» WORK TO COMPLETE: Find each line in the items below that contains the word "white" and copy those lines. Matching is case-sensitive.

══ RECORDS SHOWN

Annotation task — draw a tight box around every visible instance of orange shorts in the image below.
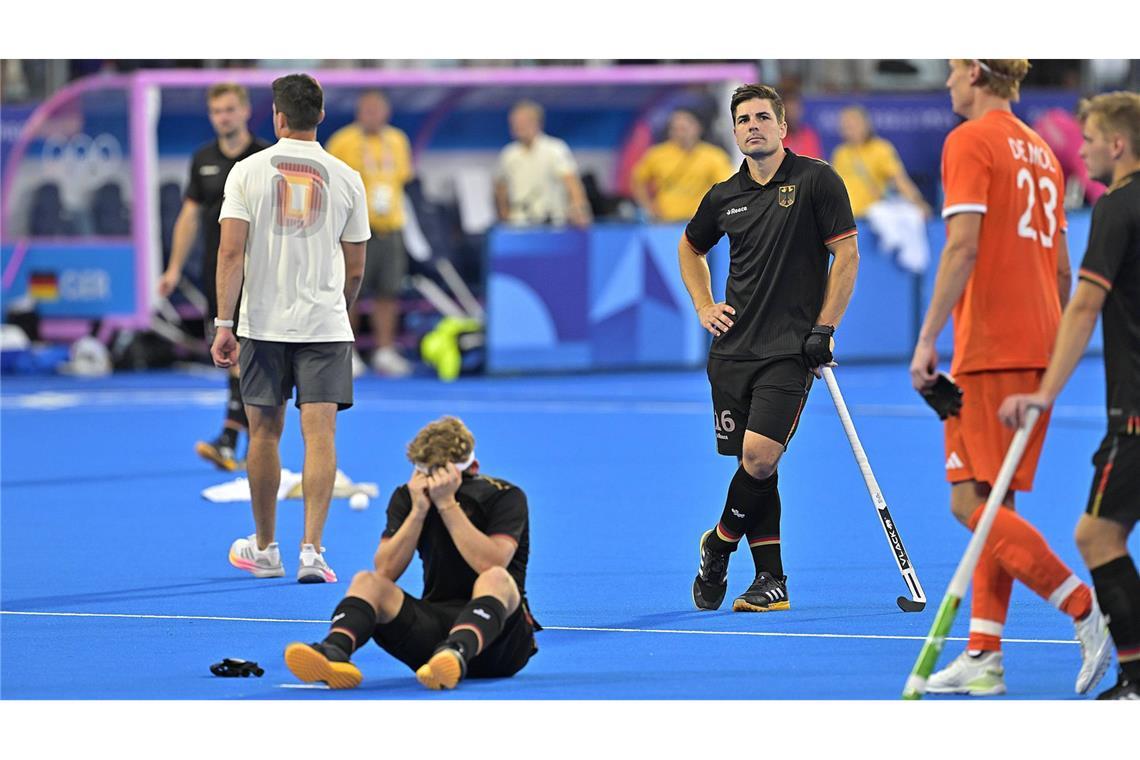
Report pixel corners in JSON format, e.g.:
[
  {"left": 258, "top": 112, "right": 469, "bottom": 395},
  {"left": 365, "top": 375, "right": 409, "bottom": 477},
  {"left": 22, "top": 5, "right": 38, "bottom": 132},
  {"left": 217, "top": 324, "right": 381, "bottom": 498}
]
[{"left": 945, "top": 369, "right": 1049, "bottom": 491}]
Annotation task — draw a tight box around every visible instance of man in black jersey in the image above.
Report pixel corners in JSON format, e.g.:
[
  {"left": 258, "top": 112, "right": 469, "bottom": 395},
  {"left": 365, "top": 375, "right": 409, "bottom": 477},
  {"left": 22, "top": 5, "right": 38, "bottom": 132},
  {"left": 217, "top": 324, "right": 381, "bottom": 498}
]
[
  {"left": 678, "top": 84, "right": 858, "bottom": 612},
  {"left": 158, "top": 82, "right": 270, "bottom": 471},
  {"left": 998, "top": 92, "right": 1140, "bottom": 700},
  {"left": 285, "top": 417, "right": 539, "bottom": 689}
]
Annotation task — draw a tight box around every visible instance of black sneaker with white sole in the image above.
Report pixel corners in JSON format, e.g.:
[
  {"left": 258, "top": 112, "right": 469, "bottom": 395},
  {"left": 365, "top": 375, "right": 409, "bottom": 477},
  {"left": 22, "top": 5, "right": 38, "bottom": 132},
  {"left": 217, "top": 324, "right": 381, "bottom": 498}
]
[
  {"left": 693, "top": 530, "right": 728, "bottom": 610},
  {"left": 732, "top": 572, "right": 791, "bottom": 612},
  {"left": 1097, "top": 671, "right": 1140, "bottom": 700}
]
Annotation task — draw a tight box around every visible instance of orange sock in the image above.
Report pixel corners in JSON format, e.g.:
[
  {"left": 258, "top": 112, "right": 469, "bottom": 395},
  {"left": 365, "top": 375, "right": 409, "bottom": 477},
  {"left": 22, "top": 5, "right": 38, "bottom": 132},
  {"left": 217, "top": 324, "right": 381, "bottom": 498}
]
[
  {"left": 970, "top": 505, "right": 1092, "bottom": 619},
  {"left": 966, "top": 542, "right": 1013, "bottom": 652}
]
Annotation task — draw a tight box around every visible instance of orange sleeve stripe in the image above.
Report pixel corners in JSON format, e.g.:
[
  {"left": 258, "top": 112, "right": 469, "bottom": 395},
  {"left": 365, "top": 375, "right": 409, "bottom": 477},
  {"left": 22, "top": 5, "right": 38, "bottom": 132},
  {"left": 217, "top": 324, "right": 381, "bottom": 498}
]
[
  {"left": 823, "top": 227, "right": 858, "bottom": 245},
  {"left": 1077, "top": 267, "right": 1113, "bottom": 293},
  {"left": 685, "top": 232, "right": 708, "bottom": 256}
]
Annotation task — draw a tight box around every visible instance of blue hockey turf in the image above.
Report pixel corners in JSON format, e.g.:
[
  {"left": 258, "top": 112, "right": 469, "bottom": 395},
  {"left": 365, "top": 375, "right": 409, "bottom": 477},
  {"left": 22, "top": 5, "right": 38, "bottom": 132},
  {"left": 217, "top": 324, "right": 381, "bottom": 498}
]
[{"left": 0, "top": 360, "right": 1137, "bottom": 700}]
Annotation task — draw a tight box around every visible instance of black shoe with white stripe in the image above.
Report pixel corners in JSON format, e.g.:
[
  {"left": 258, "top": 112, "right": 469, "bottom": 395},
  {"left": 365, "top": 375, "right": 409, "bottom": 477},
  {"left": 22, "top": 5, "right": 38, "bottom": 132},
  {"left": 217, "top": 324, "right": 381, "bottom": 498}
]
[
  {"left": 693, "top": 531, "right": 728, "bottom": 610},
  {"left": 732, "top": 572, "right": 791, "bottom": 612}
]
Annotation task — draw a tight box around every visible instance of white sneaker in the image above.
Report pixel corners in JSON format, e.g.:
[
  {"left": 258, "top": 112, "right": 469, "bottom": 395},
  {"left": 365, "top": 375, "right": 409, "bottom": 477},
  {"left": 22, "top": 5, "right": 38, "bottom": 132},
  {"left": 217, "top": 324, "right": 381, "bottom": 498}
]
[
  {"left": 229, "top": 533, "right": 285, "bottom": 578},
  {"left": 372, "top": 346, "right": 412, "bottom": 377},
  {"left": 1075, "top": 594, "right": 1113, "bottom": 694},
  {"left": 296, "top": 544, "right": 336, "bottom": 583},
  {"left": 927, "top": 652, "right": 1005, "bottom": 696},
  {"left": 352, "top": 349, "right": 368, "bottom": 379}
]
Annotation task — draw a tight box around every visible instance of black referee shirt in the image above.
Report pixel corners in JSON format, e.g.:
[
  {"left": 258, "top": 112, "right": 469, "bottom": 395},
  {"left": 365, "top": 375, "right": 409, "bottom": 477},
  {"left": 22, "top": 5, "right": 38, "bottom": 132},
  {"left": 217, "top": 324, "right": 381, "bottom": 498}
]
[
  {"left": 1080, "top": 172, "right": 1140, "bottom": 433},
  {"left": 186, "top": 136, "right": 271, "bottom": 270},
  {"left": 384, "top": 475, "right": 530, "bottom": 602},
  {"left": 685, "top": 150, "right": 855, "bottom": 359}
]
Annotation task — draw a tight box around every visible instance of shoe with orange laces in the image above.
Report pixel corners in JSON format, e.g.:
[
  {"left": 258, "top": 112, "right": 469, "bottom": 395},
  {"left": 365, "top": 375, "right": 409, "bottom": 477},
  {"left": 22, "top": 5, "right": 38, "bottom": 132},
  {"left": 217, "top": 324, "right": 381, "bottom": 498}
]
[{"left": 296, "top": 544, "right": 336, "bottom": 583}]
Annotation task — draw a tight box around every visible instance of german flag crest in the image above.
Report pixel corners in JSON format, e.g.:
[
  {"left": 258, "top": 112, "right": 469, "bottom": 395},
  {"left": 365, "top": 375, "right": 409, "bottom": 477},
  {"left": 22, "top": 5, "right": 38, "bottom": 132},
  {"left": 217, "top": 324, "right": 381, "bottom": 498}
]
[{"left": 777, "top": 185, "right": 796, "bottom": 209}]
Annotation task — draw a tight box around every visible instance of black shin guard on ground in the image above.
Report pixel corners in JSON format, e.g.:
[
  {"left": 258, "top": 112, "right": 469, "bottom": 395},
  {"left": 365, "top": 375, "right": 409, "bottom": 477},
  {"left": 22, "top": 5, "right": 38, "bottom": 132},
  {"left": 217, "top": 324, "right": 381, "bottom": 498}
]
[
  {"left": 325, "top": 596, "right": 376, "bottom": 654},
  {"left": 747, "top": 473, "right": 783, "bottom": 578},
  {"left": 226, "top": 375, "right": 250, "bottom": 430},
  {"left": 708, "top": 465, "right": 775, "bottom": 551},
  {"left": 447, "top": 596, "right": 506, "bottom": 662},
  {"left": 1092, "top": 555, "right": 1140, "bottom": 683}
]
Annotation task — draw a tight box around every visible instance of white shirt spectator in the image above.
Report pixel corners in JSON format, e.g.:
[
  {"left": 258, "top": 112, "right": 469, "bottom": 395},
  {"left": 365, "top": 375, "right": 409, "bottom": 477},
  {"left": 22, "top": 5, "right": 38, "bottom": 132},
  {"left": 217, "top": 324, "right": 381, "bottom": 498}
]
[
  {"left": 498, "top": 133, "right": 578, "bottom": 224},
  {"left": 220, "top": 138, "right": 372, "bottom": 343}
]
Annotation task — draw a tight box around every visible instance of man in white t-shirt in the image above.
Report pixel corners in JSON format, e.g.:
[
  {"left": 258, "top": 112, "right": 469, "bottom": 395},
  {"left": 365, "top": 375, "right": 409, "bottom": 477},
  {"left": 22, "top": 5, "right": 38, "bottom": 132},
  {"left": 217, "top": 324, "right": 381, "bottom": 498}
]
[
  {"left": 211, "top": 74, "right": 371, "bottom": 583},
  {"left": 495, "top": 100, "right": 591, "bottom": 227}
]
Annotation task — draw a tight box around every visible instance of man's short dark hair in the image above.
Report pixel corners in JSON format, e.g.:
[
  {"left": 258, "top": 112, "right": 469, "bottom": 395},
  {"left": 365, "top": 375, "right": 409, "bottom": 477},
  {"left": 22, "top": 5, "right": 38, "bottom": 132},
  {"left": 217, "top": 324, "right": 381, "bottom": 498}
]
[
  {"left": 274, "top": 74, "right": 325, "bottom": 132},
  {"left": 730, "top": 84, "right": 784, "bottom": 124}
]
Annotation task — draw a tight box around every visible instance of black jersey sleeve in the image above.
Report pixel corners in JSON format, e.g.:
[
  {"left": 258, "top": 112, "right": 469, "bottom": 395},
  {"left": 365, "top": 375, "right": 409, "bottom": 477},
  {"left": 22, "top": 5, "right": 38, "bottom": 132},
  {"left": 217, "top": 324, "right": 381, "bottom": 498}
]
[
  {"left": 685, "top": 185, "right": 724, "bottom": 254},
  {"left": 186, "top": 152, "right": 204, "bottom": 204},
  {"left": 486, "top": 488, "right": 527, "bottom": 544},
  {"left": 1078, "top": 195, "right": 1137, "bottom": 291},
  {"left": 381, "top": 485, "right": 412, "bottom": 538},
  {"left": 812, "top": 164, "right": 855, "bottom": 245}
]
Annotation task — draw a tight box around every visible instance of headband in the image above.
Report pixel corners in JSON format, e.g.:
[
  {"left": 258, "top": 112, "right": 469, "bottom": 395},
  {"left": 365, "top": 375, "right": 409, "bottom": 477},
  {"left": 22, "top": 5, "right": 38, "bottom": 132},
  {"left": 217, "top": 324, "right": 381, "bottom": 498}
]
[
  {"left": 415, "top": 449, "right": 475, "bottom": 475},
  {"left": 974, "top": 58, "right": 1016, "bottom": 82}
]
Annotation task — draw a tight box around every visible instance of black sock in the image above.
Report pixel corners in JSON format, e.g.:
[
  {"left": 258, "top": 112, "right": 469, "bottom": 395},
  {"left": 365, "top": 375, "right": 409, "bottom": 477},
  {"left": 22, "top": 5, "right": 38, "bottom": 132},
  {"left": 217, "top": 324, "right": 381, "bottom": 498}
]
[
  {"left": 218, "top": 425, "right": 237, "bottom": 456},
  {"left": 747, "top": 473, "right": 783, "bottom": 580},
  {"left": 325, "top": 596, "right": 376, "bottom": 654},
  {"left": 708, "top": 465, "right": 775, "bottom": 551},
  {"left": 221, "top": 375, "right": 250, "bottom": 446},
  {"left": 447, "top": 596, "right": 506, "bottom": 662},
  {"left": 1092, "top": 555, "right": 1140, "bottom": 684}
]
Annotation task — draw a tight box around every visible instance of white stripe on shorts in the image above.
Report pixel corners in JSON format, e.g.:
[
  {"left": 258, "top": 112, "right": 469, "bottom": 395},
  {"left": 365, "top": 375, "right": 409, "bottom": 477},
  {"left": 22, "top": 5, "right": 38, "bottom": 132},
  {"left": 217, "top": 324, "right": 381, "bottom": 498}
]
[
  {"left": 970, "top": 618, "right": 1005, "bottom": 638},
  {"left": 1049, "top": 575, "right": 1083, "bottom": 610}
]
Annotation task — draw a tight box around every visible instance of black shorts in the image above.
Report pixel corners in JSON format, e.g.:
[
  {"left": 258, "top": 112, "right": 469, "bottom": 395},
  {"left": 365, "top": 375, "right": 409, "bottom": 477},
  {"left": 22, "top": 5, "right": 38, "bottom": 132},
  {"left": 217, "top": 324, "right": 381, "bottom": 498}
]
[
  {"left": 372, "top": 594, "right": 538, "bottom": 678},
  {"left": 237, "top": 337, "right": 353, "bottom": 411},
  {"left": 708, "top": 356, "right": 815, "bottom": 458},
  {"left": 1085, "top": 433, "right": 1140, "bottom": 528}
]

════

» FULL ANSWER:
Annotation task — draw a tight box around every visible instance of black sneaker with white sole in the image above.
Annotation task — draw a tight box around every visible instance of black shoe with white stripe in the image above.
Annotation task — draw a tight box around every visible instance of white sneaker in the image above.
Annotation task — draw a tight box around every visible instance of white shirt spectator in the image above.
Annotation task — draw a tight box around every visible instance of man in white t-shirt in the image above.
Annotation task — draw a tight box around every visible instance of white stripe on shorts in the image above.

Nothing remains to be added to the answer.